[START OF EXCERPTED PASSAGE]

In the image above, we can see the Compstat 2.0 Website. On the left of the website, in the **CompStat Book** 
section, it can be specified what data points should be shown on the **Incident Map** in the middle. (In the 
image above, I selected the **<u>Total</u>** Number of Crimes that Happened in the **<u>Week to Date</u>** 
**<u>2022</u>** from 06/13/2022 - 06/19/2022). With each circle, there are relational x and y coordinates 
as well as a specific and broad cime label and the time of the occurence of the crime. Each circle on the 
map has to be clicked individually to derive the previously mentioned data from the HTML code of the website.

### Objective
- first, specify a category and time frame of crimes that should be displayed on the map
- loop through all circles on the map to get the time, location, and specific/broad crime label

### Implementation

In [None]:
!pip install selenium tqdm pandas logging

- importing all relevant packages for the scrapping of the Compstat 2.0 website

In [3]:
from selenium import webdriver
from selenium.webdriver.common.by import By
from selenium.webdriver.support.ui import WebDriverWait
from selenium.webdriver.support import expected_conditions as EC
from selenium.webdriver.chrome.service import Service
from webdriver_manager.chrome import ChromeDriverManager

import pandas as pd
import time as tm
import re

from tqdm import tqdm
import logging as log

- The following function sets up a chrome instance to use for the website interactions

In [4]:
def settingUpChrome():
    """Creates an instance of the chrome browser and opens up the Compstat2.0 website"""
    #option = webdriver.ChromeOptions()
    #option.add_argument('headless')
    global driver
    driver = webdriver.Chrome(service=Service(ChromeDriverManager().install()))
    driver.get("https://compstat.nypdonline.org/")
    driver.maximize_window()

- This function finds the relevant elements on the Compstat 2.0 website and assigns them to global variables so that they can be interacted with.
- It also creates an Dictionary where all elements that specify the different types of data categories are being saved.

In [5]:
def loadElementsOnSite():
    """Loads all neccesary elements on the site that will be interacted with and assigns them to variables"""
    global wait
    wait = WebDriverWait(driver, 20)
    global wait_for_element
    def wait_for_element(locator_type:str,locator:str):
            return wait.until(EC.presence_of_element_located((eval(locator_type), locator)))

[END OF EXCERPTED PASSAGE]
[START OF INPUT DATA]

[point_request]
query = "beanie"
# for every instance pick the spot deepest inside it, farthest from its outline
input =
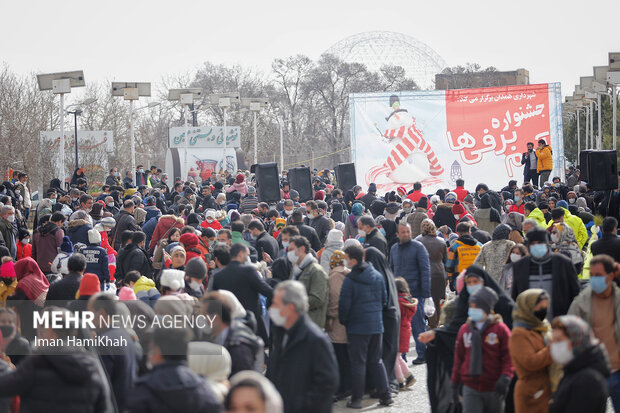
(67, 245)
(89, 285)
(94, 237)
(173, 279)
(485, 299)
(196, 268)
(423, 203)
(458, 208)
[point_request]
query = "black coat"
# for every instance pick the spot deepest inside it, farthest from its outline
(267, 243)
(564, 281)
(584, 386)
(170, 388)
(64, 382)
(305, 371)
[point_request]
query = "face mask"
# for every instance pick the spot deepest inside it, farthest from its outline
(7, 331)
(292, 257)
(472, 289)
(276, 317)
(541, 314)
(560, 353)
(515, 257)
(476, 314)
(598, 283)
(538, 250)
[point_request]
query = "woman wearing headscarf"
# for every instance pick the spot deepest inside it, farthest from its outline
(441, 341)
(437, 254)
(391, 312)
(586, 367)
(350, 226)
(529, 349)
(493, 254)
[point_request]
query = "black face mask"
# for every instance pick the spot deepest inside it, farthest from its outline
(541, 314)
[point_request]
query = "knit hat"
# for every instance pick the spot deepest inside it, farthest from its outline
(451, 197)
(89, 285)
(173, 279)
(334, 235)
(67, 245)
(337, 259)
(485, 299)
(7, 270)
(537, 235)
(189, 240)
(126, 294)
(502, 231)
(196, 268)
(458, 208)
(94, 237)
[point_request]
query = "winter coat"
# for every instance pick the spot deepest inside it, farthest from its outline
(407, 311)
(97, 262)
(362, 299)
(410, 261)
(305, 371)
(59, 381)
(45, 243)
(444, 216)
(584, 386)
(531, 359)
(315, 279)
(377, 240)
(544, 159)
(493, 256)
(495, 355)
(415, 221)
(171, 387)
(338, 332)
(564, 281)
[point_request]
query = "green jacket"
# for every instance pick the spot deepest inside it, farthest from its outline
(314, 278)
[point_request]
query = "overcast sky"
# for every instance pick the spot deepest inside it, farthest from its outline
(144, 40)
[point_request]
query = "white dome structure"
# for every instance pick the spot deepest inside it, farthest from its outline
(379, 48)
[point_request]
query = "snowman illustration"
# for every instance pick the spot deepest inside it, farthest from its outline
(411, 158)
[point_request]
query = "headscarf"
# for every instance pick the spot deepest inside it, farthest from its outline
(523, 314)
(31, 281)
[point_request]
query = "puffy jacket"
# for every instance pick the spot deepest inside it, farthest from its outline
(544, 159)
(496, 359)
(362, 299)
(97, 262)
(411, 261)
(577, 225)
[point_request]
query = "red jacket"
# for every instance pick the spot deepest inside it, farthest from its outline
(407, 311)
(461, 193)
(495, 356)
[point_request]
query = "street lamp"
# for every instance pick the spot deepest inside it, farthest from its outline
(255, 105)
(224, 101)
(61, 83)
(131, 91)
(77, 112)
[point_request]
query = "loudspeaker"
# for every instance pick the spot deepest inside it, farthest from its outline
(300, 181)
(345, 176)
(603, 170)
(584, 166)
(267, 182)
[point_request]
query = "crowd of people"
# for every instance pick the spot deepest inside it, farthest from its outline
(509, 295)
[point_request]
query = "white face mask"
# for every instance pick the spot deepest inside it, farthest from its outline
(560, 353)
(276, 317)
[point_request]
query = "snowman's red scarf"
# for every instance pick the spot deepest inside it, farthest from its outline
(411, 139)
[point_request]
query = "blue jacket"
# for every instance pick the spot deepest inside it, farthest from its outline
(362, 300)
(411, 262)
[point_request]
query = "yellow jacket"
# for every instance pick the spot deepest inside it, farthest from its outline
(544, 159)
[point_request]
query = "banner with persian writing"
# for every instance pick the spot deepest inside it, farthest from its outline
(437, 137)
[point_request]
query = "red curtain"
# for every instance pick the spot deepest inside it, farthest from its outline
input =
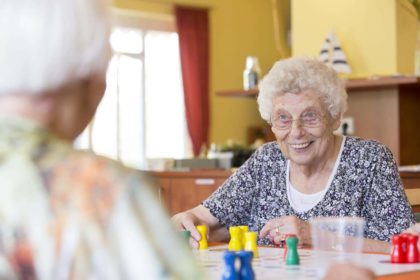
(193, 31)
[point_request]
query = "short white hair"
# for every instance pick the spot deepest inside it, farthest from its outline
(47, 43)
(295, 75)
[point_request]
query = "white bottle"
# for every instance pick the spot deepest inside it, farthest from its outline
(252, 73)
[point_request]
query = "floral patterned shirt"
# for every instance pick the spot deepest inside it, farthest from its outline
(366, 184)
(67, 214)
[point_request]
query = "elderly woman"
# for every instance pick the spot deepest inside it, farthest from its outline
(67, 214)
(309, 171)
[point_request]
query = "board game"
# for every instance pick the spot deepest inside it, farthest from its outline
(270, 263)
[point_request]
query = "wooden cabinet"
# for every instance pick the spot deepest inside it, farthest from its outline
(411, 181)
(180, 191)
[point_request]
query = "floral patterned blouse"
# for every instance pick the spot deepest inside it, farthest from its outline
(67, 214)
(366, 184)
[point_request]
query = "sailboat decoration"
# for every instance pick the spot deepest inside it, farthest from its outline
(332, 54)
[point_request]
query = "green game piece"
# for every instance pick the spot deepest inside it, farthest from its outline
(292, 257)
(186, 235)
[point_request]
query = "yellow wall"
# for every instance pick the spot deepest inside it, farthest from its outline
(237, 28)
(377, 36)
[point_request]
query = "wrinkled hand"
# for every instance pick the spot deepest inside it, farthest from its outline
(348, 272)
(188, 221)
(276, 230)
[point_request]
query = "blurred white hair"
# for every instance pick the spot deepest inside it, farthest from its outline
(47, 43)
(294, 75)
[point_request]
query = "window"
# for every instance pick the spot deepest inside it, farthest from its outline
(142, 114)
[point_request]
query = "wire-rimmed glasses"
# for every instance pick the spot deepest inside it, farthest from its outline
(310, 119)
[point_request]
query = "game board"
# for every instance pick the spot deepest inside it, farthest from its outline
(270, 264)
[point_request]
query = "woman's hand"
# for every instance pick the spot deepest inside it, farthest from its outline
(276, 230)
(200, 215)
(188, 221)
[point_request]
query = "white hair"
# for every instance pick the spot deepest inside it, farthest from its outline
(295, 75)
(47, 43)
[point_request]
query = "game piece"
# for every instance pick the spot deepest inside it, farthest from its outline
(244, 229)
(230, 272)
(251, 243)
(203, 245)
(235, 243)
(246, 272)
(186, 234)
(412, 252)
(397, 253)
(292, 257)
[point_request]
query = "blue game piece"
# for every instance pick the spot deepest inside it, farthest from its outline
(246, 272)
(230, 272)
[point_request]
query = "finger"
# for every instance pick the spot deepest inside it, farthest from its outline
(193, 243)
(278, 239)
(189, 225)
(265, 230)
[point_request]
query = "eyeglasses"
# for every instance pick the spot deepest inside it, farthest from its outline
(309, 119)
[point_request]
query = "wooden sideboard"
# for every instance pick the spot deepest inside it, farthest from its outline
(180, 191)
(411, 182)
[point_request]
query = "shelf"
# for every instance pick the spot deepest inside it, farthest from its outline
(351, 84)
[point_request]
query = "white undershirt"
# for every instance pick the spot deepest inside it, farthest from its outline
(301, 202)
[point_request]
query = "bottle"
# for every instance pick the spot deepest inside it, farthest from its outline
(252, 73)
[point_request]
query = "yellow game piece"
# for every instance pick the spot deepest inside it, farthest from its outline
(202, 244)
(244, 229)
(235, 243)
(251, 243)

[END OF INPUT DATA]

REQUESTS »
a – Duplicate the portion of the Compstat scraping text that opens with the words containing "#option.add_argument('headless')" and closes with "are being saved.".
b – Locate every line in the records that contains the string "patterned", and copy each such line.

RESULTS »
a –
#option.add_argument('headless')
    global driver
    driver = webdriver.Chrome(service=Service(ChromeDriverManager().install()))
    driver.get("https://compstat.nypdonline.org/")
    driver.maximize_window()

- This function finds the relevant elements on the Compstat 2.0 website and assigns them to global variables so that they can be interacted with.
- It also creates an Dictionary where all elements that specify the different types of data categories are being saved.

b –
query = "floral patterned shirt"
query = "floral patterned blouse"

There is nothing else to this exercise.